**What to produce**.
Return, exactly as written, all lines from the line containing "player's leg, which" to the end of the entries below, with both ends included.

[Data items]

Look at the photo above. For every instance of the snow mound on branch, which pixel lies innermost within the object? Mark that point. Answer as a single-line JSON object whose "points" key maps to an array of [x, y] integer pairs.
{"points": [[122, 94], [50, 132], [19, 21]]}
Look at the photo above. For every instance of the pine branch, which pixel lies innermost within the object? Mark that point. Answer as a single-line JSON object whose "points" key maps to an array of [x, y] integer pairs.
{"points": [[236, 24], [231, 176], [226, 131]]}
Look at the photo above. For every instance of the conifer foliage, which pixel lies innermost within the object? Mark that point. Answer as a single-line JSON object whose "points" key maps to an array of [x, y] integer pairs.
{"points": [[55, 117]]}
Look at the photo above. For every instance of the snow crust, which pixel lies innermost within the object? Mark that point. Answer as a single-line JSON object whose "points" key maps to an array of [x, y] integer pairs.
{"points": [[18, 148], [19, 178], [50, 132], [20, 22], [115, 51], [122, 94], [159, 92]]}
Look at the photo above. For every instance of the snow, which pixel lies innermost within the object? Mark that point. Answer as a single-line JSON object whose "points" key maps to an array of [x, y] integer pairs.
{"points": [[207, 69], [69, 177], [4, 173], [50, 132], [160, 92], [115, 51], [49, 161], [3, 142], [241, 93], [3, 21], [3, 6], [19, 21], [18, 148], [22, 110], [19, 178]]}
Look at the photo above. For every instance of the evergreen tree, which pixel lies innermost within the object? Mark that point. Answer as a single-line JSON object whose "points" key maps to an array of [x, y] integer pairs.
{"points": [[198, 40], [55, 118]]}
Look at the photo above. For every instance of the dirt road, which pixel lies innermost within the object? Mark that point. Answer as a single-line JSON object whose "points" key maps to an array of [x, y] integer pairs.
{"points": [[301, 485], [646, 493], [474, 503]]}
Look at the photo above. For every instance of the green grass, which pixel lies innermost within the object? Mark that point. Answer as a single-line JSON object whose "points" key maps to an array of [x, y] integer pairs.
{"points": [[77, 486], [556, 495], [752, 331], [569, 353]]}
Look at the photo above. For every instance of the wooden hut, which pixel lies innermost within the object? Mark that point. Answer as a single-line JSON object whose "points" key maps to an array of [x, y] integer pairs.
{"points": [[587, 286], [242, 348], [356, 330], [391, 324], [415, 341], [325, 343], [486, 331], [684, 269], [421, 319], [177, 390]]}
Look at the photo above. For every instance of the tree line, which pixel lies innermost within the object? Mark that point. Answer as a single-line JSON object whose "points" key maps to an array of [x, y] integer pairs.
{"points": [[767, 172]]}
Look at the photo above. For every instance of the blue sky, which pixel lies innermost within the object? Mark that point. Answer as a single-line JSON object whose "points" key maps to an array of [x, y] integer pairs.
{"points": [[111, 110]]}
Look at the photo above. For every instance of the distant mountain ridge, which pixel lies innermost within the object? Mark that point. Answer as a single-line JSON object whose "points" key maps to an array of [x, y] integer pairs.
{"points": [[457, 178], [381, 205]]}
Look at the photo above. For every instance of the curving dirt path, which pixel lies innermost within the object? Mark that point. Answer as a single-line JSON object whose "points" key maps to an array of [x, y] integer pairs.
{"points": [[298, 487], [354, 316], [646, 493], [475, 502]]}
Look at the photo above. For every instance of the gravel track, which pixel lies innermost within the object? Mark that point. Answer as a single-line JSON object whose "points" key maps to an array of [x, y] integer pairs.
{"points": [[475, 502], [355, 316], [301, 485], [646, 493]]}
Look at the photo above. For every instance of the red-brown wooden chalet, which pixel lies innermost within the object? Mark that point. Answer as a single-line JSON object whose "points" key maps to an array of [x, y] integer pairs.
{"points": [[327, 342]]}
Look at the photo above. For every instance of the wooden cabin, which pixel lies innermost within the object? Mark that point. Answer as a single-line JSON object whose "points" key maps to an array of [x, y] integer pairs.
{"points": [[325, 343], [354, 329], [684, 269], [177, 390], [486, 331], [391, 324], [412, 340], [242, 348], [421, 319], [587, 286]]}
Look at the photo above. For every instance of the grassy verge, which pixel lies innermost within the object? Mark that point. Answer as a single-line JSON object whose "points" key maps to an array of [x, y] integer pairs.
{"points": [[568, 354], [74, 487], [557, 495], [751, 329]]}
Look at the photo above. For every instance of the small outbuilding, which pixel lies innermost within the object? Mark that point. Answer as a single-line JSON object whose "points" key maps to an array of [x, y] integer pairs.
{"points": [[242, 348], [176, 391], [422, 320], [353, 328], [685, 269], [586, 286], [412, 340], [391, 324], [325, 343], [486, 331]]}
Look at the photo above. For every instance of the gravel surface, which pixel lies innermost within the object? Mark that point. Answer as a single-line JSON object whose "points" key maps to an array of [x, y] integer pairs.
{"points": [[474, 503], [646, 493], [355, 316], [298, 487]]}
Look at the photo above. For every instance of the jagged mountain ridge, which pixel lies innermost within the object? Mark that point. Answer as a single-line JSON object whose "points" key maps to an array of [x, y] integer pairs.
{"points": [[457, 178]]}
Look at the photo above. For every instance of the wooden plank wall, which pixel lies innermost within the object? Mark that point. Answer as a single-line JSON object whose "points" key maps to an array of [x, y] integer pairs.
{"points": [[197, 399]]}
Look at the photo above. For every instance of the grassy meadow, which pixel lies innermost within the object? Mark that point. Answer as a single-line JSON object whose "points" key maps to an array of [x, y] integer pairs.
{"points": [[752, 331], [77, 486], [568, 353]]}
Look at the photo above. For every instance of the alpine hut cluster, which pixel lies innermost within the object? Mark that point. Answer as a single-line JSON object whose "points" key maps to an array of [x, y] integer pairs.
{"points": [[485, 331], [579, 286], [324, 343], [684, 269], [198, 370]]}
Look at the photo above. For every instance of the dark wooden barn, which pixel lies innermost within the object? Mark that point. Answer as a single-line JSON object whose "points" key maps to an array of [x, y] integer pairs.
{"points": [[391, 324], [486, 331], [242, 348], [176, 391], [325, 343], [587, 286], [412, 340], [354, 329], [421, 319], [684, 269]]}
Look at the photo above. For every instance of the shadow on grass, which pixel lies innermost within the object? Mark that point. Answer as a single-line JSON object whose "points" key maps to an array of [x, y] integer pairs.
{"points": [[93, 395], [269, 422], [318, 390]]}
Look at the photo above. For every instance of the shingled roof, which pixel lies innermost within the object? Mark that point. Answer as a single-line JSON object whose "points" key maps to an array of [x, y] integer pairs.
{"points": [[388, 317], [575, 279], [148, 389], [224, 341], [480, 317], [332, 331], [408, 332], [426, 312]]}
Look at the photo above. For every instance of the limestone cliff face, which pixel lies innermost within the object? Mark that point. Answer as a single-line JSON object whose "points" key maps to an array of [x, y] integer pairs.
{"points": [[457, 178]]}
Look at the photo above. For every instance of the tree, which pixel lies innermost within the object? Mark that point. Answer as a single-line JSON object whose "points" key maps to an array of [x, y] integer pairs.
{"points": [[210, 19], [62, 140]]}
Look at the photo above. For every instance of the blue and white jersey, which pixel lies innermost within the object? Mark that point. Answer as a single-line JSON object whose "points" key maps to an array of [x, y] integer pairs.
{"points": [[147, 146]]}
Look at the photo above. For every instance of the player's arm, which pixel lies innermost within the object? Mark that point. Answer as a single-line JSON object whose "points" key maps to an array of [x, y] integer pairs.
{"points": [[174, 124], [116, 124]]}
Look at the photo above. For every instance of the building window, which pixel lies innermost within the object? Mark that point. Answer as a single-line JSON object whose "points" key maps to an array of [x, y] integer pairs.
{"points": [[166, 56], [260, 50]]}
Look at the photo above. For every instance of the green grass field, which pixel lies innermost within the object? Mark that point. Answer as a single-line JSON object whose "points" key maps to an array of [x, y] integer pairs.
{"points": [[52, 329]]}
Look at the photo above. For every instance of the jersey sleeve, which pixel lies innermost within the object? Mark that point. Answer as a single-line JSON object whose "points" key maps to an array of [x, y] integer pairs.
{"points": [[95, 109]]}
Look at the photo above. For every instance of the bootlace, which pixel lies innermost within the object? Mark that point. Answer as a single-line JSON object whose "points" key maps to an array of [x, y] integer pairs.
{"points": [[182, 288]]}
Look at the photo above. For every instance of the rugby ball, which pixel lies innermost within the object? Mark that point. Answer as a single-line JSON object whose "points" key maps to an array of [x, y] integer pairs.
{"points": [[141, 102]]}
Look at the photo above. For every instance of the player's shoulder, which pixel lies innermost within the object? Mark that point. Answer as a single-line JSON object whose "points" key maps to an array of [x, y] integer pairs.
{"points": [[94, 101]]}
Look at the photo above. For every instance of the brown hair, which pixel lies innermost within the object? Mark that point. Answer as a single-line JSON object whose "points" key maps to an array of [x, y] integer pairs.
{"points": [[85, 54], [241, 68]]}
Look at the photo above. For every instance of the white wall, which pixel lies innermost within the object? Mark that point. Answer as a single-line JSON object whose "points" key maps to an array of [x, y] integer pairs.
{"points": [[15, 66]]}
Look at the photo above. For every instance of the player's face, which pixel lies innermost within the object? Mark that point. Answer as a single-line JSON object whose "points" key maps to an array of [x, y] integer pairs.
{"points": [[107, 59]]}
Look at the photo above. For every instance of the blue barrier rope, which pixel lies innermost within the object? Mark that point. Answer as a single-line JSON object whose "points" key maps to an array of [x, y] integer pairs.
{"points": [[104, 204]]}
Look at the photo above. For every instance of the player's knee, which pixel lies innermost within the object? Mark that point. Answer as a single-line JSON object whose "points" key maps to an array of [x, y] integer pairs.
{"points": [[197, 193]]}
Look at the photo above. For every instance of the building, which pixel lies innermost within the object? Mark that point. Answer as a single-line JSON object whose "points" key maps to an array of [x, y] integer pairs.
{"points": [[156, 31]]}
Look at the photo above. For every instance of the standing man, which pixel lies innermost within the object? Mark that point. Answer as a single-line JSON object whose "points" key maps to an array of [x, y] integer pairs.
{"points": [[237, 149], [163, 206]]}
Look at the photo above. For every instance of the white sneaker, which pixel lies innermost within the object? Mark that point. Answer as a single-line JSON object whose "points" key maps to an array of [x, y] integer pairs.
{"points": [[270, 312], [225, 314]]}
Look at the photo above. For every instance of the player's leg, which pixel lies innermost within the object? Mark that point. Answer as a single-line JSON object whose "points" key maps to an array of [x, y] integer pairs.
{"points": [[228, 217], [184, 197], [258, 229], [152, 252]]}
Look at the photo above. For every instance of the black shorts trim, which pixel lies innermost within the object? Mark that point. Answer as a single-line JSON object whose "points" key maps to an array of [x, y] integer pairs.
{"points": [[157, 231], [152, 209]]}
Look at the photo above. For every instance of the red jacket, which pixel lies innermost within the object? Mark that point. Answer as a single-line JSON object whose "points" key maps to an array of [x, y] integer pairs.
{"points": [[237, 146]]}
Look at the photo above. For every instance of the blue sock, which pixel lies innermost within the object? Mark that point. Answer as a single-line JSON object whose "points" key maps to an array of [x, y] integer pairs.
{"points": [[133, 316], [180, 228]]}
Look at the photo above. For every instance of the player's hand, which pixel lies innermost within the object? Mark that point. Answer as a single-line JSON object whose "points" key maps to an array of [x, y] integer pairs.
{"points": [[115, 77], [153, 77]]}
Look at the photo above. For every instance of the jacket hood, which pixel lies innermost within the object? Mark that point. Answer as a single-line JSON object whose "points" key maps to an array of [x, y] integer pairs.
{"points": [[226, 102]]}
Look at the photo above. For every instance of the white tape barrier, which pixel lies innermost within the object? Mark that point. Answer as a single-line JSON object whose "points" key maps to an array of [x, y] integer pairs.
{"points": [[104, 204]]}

**Result of the task**.
Look at the photo above. For every instance of the player's leg, which pixel lies innermost within the object? Mark that point. Answer as a single-line JSON object whose "points" key maps to an array of [x, y] integer pairs.
{"points": [[228, 217], [184, 197], [258, 229], [152, 252]]}
Look at the photo above. For every instance of the black shorts trim, which pixel lies innermost within the object? Mark that point. Answer as a single-line JSON object whose "points" key maps to an array of [x, y] integer pairs.
{"points": [[157, 231], [152, 209]]}
Look at the photo above. For every instance of the red jacket, which pixel lies innermost within the object? Mark that point. Answer as a single-line JSON object whose "points" key maps to an array of [x, y] integer pairs.
{"points": [[237, 146]]}
Look at the photo above. For every instance of the blue sock, which pixel lies innermost within the object? Mark that point. Answer as a single-line JSON object whose "points" key maps to an array of [x, y] integer pairs.
{"points": [[133, 316], [180, 228]]}
Look at the photo above. For every instance of the player's hand, which pixel lies innermost within the object? Mark that point. Answer as a single-line JSON object whose "points" key maps to an array of [x, y] integer pairs.
{"points": [[115, 77], [153, 77]]}
Look at the photo above. For every instance of the jacket hood, which pixel lies innermost within the object? Mark that point. Answer as a single-line JSON object whose "points" key maps to an array of [x, y] integer pairs.
{"points": [[226, 102]]}
Look at the photo above. For every instance of the white tape barrier, which pixel lies innermost within the object? Mark that point. Answer as a single-line JSON object whose "points" key maps to an array of [x, y] integer pairs.
{"points": [[104, 204]]}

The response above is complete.